All the galaxies in the Universe host a supermassive black hole of unknown origin at their center and the mass of the black hole correlates with that of the galaxy bulges. This indicates that the supermassive black holes influenced the galaxy evolution and vice versa. Understanding how this has happened is a major goal of modern astrophysics.

20% of these supermassive black holes accrete matter, forming very bright objects named active galactic nuclei. From the vicinity of the supermassive black holes, they emit X-rays that, thanks to their penetrating power, can probe matter along the line of sight. This allowed astronomers to detect blue shifted and ionized Iron absorption troughs (around 7-10 keV) due to fast outflowing gas in about 40% of nearby active galactic nuclei. In some cases, these “winds” seem able to carry enough energy to sweep away the interstellar dust in the galaxy bulges, thus installing a feedback mechanism able to self-regulate the star formation and the central black holes growth. In other words, they can possibly explain how the supermassive black holes and the galaxies co-evolved across cosmic times.

The X-IFU’s high collecting area over two decades of energies (0.2-12 keV) and its very high spectral resolution (2.5 eV up to 7 keV) will allow us to test this hypothesis by studying the geometry and physical state of the winds via detailed spectral analysis of the associated absorption and emission features. We are thus using toy models to simulate “typical” nearby active galactic nuclei spectra to infer how the X-IFU will map the entire space of the physical parameters of the winds. We are considering ranges of ionization states, and/or velocity, and/or absorbing columns that are inaccessible to the current X-ray telescopes. This information will be crucial to firmly assess the real wind energy injection onto the host galaxies and thus to verify the initial hypothesis.

INPUT ROWS:
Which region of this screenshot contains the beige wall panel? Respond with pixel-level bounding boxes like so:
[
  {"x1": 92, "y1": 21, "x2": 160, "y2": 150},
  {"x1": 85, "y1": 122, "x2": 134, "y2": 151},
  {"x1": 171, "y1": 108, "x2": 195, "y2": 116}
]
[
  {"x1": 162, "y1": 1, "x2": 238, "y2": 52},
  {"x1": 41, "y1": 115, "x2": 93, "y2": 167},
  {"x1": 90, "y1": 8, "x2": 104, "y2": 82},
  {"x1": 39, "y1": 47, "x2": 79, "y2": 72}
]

CHALLENGES:
1. Please copy the stretch of the black hole passage from "The X-IFU’s high" through "the initial hypothesis.", word for word.
2. Reproduce the entry that follows the black hole passage, keeping every line unchanged.

WORKED ANSWERS:
1.
The X-IFU’s high collecting area over two decades of energies (0.2-12 keV) and its very high spectral resolution (2.5 eV up to 7 keV) will allow us to test this hypothesis by studying the geometry and physical state of the winds via detailed spectral analysis of the associated absorption and emission features. We are thus using toy models to simulate “typical” nearby active galactic nuclei spectra to infer how the X-IFU will map the entire space of the physical parameters of the winds. We are considering ranges of ionization states, and/or velocity, and/or absorbing columns that are inaccessible to the current X-ray telescopes. This information will be crucial to firmly assess the real wind energy injection onto the host galaxies and thus to verify the initial hypothesis.

2.
Which region of this screenshot contains the beige wall panel? Respond with pixel-level bounding boxes like so:
[
  {"x1": 92, "y1": 21, "x2": 160, "y2": 150},
  {"x1": 85, "y1": 122, "x2": 134, "y2": 151},
  {"x1": 171, "y1": 108, "x2": 195, "y2": 116}
]
[
  {"x1": 162, "y1": 1, "x2": 238, "y2": 52},
  {"x1": 41, "y1": 115, "x2": 93, "y2": 167},
  {"x1": 90, "y1": 8, "x2": 104, "y2": 82},
  {"x1": 39, "y1": 47, "x2": 79, "y2": 72}
]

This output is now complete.